**Text passage**

Growing up during the heyday of Apollo space program, when rocket launches were the norm and the moon became an attainable destination, I was awestruck, like so many others, by a famous photograph of our planet. It was shot by the crew of Apollo 17 on our country’s last journey to the moon on Dec. 7, 1972. This photo was dubbed “Blue Marble” since the image resembles one of those small colorful glass spheres kids used to play with “back in the day.”

Nowadays, Google Earth can display wide expanses of land, sea, sky and solar system at the touch of a keypad. But “Blue Marble” was the first photo to ever capture the entire planet in such magnificent detail.

I recently read that legendary singer Tony Bennett shares my fascination with the photo. “I remember being so captivated, thinking about what it must have been like to frame the entire world between two fingers,” he said. “All the tribulations, the wars, the prejudice, and everything that divides us, simply melt away when you realize that we’re all together on one planet and that every problem should have a solution.”

**What the task asks**
Return the passage about the "Blue Marble" photograph word for word, from start to finish.

(Items from a dataset)

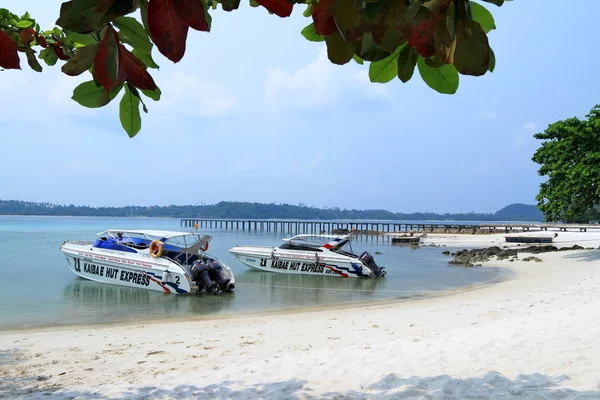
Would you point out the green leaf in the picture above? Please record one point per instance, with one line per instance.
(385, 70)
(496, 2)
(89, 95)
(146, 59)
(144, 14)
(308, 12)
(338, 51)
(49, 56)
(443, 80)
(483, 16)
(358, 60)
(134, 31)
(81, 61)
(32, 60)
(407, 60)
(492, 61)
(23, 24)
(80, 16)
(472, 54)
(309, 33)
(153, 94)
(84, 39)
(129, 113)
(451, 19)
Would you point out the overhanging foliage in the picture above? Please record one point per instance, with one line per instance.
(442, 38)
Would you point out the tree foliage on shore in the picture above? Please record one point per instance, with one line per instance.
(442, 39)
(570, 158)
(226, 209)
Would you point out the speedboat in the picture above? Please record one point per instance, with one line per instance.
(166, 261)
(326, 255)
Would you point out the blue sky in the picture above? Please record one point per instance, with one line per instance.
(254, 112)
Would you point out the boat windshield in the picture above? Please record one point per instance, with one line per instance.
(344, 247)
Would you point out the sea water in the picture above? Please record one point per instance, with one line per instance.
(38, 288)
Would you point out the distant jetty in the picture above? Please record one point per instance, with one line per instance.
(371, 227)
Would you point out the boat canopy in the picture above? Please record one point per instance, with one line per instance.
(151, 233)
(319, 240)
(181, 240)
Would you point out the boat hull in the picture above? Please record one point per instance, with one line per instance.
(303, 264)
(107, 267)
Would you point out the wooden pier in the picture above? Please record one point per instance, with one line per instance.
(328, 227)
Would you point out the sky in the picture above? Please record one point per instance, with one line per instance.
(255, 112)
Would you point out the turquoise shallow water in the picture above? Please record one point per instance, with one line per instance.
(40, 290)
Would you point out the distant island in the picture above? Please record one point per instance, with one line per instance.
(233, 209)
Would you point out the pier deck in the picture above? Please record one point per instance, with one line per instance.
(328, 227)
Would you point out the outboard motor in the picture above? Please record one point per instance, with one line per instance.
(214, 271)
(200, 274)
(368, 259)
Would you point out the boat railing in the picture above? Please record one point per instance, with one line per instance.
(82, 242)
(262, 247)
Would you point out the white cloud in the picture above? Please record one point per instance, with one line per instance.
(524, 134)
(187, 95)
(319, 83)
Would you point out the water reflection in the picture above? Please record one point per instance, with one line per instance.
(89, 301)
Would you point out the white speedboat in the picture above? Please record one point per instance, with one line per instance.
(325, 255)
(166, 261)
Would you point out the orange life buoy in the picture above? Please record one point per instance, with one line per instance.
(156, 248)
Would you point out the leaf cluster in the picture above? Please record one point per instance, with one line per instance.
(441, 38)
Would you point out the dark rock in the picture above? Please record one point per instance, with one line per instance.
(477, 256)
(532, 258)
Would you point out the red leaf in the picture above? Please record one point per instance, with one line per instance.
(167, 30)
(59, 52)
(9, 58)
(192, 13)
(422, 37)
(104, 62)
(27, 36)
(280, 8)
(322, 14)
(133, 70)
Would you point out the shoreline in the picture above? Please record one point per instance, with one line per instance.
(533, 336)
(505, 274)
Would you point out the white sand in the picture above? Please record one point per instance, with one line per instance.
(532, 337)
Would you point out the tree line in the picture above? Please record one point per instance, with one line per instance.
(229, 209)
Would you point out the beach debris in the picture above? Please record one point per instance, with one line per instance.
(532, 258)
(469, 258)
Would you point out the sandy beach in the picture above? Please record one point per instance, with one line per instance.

**Solution to this task**
Growing up during the heyday of Apollo space program, when rocket launches were the norm and the moon became an attainable destination, I was awestruck, like so many others, by a famous photograph of our planet. It was shot by the crew of Apollo 17 on our country’s last journey to the moon on Dec. 7, 1972. This photo was dubbed “Blue Marble” since the image resembles one of those small colorful glass spheres kids used to play with “back in the day.”

Nowadays, Google Earth can display wide expanses of land, sea, sky and solar system at the touch of a keypad. But “Blue Marble” was the first photo to ever capture the entire planet in such magnificent detail.

I recently read that legendary singer Tony Bennett shares my fascination with the photo. “I remember being so captivated, thinking about what it must have been like to frame the entire world between two fingers,” he said. “All the tribulations, the wars, the prejudice, and everything that divides us, simply melt away when you realize that we’re all together on one planet and that every problem should have a solution.”